◆ PROVIDED DATA

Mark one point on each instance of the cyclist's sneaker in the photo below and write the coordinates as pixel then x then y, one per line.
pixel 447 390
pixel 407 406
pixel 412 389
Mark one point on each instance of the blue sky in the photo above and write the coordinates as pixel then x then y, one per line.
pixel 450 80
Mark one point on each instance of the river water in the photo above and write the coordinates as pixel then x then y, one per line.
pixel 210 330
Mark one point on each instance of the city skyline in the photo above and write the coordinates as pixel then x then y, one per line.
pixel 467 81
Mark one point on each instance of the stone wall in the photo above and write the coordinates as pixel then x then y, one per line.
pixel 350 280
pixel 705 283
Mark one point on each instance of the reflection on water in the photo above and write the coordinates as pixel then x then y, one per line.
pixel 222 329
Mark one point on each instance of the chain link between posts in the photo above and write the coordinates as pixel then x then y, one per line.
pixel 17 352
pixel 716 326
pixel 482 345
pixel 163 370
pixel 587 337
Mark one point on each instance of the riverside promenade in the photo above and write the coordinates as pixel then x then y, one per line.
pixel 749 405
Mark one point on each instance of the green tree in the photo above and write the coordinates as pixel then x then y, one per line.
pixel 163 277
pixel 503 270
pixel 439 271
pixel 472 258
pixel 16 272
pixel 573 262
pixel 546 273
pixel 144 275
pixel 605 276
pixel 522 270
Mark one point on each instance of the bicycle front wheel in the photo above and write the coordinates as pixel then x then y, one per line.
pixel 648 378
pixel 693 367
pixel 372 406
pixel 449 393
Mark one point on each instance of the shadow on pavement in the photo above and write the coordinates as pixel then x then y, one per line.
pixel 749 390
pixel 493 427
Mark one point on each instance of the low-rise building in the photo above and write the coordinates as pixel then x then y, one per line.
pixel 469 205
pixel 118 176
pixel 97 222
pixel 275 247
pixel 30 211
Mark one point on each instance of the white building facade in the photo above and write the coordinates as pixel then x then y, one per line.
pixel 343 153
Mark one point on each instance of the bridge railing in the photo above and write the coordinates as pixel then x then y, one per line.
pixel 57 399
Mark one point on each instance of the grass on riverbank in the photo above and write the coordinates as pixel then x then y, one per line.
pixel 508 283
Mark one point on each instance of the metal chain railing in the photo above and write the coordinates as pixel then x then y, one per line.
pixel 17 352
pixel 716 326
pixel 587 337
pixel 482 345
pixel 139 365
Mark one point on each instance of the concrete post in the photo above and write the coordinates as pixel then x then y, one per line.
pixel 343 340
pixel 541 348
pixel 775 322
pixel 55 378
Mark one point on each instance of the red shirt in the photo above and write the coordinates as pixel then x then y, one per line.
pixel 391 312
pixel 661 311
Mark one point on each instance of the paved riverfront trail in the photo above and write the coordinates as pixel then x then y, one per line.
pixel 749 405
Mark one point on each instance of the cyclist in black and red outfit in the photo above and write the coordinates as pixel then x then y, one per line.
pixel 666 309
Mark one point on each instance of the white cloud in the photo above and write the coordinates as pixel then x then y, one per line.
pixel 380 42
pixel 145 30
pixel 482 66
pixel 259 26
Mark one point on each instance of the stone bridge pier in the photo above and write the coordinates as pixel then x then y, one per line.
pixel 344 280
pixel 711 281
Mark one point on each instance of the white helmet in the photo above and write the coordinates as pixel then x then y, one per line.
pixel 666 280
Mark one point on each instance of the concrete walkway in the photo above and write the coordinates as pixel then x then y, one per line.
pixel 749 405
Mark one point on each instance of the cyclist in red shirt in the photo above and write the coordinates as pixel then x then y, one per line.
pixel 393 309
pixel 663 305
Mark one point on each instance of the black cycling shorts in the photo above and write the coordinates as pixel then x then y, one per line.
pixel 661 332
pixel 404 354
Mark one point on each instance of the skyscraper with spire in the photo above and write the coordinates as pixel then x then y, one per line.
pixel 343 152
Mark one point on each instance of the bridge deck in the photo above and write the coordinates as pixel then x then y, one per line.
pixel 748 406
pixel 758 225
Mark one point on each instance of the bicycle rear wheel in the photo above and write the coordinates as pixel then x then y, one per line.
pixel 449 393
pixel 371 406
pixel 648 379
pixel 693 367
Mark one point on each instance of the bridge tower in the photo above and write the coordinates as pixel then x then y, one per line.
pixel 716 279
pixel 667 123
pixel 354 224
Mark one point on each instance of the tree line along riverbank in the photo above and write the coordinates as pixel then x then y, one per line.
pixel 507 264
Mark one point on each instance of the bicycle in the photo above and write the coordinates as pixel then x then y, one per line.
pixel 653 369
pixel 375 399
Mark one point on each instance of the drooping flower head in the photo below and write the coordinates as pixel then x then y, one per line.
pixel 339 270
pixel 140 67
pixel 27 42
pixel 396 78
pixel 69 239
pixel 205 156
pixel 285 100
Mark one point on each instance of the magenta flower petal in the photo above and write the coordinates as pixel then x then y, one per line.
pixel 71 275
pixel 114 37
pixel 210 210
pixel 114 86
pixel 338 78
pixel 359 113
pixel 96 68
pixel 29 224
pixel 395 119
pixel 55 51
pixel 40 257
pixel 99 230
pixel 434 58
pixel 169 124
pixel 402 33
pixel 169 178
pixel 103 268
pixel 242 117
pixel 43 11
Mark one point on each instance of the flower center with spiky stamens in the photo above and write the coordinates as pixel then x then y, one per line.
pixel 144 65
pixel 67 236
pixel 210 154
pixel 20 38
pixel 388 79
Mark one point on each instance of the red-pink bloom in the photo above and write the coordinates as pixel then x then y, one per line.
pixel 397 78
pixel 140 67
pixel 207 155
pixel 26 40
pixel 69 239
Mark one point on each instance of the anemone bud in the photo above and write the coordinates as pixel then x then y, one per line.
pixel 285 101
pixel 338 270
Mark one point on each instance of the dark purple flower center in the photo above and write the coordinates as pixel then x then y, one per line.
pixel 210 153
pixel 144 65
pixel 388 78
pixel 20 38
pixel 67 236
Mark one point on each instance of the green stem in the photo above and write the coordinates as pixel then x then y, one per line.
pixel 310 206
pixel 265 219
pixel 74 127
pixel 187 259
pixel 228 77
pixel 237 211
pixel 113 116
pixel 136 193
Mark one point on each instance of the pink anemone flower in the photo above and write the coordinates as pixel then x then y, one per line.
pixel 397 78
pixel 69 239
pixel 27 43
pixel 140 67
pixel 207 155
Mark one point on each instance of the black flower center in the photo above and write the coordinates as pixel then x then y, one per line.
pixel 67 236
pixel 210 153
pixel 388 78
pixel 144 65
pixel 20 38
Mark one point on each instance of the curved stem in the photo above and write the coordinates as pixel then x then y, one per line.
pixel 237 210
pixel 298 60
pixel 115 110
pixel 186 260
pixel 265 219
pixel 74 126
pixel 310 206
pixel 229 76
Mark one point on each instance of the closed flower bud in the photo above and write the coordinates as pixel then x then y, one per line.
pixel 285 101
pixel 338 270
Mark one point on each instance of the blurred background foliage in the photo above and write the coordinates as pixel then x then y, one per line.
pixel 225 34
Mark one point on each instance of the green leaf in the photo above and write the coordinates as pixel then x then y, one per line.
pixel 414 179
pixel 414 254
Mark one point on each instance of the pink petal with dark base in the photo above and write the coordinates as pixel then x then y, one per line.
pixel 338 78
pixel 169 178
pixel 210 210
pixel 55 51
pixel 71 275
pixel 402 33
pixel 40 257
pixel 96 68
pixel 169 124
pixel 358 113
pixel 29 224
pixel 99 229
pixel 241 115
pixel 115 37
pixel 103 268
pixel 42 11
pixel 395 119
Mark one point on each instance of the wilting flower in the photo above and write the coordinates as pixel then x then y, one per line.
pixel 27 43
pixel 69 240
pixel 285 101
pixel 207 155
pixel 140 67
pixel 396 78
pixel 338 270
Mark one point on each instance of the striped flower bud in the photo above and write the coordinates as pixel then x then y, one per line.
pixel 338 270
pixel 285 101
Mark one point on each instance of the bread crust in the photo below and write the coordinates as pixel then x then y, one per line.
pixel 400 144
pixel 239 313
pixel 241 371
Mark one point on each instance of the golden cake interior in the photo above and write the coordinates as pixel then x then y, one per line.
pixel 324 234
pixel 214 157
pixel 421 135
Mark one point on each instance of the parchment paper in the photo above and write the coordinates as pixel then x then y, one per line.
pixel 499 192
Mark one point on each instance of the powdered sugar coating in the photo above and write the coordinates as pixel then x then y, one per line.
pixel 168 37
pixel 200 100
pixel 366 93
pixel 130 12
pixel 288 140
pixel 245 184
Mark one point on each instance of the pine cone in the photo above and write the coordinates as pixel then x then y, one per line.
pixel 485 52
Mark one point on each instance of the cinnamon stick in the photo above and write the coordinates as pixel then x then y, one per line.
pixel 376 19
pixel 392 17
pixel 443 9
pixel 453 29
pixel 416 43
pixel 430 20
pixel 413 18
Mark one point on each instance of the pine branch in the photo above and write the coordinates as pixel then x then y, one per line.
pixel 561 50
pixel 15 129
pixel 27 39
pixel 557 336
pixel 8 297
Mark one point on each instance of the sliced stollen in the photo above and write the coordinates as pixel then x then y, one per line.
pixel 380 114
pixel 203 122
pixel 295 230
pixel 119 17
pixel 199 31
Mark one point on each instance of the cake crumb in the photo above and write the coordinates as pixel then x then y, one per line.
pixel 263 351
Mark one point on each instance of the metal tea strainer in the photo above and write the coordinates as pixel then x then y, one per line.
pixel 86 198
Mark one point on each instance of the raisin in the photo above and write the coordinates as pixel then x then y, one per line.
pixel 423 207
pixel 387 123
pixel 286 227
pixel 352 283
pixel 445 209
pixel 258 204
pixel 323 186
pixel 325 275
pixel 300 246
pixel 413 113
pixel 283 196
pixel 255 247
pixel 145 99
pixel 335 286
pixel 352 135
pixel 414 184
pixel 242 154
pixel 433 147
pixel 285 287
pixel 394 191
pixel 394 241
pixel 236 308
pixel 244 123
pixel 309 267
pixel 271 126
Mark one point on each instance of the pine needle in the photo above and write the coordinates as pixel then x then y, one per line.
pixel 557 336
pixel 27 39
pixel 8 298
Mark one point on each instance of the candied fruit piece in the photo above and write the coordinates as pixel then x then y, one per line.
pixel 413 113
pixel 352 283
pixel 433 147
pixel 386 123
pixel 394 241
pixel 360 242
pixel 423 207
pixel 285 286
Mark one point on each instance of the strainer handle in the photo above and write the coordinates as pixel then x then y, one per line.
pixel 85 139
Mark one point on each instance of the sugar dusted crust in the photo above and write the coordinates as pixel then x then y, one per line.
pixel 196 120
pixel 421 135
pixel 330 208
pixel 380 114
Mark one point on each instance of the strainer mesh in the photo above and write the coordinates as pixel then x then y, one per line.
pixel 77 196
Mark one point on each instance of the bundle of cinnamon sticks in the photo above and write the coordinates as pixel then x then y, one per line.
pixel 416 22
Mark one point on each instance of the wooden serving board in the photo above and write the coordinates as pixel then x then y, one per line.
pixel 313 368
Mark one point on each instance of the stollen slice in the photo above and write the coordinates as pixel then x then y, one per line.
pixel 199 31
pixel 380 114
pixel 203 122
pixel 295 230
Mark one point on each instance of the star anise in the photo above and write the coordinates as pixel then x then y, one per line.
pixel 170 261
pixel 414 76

◆ TO BE DONE
Set down, word for word, every line from the line that holds "Mark one point on each instance of the bundle" to the end of the entries above, including both ends.

◆ RESULT OF THE TASK
Mark one point on each instance of the bundle of cinnamon sticks in the photo above and write the coordinates as pixel then x then y, one per line.
pixel 416 22
Mark one point on each instance of the wooden serving board in the photo above and write the coordinates as pixel then x then y, one per line.
pixel 313 368
Mark one point on each instance of the stollen slice in the photo above and write the coordinates as pixel then x then y, one per line.
pixel 199 31
pixel 380 114
pixel 203 122
pixel 295 230
Mark one point on each instance of the star anise in the photo above and write the coordinates as pixel then x then y, one per line.
pixel 170 261
pixel 414 76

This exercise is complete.